§ Task directions:
When you find the line that contains "the rock outcrop", restate it and all lines after it exactly, stopping at the end of the material.

******

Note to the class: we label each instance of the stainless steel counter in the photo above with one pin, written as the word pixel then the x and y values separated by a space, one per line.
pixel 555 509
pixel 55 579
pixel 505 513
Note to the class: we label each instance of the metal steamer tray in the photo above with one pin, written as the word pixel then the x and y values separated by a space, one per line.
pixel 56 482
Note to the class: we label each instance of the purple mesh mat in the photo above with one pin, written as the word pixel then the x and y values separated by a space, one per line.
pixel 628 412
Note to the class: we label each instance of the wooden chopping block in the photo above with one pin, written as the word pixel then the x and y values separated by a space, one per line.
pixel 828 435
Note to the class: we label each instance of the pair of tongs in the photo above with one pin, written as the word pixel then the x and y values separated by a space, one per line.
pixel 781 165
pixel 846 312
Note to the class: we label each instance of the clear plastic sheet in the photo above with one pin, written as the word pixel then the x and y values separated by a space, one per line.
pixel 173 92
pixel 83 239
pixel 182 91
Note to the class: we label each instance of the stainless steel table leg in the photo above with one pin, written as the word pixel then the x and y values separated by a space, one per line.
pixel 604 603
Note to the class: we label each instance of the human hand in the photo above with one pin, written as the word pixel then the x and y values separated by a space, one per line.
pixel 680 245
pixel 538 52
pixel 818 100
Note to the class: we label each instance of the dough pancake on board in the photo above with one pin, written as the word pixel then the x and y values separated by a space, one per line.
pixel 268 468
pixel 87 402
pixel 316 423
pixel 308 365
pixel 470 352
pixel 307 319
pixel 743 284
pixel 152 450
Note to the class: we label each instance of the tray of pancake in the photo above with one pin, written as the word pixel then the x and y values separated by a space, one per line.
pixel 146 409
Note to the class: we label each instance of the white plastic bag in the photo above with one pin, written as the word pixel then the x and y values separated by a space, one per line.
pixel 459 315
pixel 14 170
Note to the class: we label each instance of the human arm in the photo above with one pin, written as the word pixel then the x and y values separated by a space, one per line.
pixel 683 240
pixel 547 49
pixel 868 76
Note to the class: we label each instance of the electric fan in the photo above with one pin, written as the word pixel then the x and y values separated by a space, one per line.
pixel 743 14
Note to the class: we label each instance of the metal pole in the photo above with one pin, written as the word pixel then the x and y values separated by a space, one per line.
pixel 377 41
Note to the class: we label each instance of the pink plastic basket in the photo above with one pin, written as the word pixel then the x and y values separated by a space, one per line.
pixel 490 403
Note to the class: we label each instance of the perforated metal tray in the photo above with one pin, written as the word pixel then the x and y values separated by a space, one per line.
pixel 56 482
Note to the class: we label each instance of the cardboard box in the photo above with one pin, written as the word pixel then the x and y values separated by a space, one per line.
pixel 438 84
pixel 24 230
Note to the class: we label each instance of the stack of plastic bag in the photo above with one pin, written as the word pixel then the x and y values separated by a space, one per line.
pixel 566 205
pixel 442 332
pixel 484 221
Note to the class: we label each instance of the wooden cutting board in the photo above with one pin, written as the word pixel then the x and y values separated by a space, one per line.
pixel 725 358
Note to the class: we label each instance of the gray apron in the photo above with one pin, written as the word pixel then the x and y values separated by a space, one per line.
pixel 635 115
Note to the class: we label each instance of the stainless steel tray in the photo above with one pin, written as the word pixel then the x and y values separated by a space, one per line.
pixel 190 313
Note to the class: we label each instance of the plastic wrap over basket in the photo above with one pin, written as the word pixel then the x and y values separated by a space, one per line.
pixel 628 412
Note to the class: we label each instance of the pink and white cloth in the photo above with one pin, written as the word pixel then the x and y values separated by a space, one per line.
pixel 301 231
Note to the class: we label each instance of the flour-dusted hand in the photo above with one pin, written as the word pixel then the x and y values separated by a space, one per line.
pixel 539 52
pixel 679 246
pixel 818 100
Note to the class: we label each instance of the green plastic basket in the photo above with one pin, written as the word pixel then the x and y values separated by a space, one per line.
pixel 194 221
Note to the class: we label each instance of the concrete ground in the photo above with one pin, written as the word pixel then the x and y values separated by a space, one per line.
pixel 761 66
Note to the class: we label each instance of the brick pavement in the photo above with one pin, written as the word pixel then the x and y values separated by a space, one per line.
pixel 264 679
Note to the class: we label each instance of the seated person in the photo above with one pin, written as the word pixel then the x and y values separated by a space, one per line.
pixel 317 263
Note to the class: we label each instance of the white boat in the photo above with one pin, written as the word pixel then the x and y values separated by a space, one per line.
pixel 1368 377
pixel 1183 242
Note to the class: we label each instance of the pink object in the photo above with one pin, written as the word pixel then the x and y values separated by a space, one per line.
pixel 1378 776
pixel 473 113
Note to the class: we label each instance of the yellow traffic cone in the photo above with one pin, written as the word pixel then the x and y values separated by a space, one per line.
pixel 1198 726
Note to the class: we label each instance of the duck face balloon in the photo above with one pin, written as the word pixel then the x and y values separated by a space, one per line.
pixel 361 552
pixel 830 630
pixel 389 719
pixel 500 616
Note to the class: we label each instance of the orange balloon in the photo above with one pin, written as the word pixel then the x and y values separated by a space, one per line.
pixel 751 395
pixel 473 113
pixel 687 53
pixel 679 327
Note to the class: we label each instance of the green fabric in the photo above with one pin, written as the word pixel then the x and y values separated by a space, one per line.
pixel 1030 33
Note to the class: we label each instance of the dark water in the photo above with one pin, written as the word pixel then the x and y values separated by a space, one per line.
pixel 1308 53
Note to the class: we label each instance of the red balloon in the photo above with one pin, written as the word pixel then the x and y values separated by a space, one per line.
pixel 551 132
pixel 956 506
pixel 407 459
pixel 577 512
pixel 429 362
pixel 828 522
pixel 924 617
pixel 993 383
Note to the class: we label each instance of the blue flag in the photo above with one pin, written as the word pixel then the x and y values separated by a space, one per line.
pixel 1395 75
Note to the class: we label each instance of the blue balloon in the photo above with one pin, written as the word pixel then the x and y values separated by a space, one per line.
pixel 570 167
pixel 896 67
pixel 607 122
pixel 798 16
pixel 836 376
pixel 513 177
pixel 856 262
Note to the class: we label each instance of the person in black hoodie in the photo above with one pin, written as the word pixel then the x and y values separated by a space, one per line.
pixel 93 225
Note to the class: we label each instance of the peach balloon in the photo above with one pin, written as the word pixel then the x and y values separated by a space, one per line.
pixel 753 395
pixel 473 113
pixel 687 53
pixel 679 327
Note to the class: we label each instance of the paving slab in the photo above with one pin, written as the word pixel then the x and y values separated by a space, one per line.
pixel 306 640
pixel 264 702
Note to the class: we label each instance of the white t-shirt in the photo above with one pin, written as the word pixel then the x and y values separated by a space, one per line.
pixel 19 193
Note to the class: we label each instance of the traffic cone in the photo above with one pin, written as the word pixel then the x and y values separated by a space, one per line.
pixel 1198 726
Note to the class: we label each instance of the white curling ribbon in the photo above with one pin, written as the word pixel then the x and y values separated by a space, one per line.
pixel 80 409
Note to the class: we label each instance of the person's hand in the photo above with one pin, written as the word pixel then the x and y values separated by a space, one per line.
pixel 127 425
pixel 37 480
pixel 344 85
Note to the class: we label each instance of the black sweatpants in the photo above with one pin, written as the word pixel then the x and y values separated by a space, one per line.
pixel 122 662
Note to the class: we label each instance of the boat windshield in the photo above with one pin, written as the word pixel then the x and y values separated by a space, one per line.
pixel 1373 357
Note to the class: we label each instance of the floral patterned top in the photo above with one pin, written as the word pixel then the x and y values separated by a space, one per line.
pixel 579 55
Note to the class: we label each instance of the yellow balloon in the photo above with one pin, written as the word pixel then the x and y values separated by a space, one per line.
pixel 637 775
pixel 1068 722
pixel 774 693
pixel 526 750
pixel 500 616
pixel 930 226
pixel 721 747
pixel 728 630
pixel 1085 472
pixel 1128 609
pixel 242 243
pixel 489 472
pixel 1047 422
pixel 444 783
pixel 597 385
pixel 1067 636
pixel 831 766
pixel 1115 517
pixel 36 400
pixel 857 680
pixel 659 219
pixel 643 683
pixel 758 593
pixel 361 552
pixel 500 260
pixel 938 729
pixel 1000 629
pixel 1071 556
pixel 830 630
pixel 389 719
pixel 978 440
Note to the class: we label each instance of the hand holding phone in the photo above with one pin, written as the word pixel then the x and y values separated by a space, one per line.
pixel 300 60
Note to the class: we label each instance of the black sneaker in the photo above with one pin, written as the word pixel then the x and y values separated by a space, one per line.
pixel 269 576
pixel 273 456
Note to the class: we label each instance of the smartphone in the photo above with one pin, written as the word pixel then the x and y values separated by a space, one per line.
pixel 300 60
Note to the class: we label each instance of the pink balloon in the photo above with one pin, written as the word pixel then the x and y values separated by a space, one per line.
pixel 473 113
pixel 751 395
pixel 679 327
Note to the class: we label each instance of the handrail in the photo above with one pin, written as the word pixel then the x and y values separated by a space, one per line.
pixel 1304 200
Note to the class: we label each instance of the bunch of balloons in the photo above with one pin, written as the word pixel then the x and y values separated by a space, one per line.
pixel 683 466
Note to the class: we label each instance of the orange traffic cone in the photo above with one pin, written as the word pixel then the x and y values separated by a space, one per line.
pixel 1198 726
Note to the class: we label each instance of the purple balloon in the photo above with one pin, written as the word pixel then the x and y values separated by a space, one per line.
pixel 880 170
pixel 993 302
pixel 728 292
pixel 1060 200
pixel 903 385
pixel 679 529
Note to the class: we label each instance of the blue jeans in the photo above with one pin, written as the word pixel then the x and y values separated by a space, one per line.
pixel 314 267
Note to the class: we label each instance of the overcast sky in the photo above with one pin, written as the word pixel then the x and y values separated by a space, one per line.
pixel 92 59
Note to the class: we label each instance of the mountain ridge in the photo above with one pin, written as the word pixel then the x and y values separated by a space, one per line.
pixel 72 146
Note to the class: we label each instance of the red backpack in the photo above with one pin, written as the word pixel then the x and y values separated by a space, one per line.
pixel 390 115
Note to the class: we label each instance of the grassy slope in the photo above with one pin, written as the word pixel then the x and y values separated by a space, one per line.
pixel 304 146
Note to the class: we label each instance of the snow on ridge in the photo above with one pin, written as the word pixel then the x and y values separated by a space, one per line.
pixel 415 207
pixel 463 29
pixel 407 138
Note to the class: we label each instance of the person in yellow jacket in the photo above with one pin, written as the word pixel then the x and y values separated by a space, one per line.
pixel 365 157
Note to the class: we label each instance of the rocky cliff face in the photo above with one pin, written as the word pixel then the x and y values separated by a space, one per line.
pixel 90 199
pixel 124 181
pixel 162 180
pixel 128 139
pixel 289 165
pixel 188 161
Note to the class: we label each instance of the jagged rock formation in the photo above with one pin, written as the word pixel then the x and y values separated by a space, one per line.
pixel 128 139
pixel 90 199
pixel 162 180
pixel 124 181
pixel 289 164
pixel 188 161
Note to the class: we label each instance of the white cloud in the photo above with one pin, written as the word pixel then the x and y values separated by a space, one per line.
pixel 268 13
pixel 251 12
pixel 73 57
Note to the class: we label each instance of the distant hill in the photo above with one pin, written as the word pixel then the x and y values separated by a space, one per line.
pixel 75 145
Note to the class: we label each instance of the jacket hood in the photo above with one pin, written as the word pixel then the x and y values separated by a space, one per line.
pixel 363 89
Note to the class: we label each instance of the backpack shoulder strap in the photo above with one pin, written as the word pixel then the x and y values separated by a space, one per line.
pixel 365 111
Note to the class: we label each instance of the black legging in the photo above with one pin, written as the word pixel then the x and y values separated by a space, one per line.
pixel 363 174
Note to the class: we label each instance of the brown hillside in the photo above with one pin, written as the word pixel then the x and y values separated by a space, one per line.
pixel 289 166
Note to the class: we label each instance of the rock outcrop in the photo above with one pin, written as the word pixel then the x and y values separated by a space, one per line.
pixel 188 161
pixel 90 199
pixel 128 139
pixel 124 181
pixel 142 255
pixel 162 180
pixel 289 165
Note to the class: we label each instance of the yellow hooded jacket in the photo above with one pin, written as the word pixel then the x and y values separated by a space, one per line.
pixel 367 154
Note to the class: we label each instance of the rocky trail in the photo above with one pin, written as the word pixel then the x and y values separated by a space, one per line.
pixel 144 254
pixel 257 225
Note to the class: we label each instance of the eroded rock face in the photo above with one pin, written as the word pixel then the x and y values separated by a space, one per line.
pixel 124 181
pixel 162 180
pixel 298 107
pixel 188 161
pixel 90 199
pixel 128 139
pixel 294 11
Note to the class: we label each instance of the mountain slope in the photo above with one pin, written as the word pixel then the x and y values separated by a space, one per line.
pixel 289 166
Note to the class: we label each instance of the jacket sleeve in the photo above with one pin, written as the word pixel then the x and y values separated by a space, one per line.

******

§ Exercise response:
Note to the class: we label each instance of the rock outcrop in the photo above with one pin, written as the word pixel then the x and y values separated by a space, one per line.
pixel 188 161
pixel 90 199
pixel 128 139
pixel 124 181
pixel 142 255
pixel 162 180
pixel 289 165
Note to the class: we label each instance of the yellow hooded jacket in the photo above with one pin, written as the word pixel then the x and y values separated by a space, one per line.
pixel 367 154
Note to the class: we label each instance of the rocky trail in the photo above with one pin, written as the word pixel then the x and y values separated by a space, one per line.
pixel 144 254
pixel 257 225
Note to the class: we label each instance of the eroded rock face in the photo above with one pin, written as the word pixel then the x and y values separated by a space, one per line.
pixel 124 181
pixel 162 180
pixel 298 107
pixel 188 161
pixel 90 199
pixel 128 139
pixel 294 11
Note to the class: we label each instance of the mountain slope in the photo above with one pin, written as the word pixel then the x and y values separated by a space, one per line.
pixel 289 166
Note to the class: we label each instance of the jacket sleeve in the photo above with one pin, written as the word pixel then the x and y values separated by a space, one per line.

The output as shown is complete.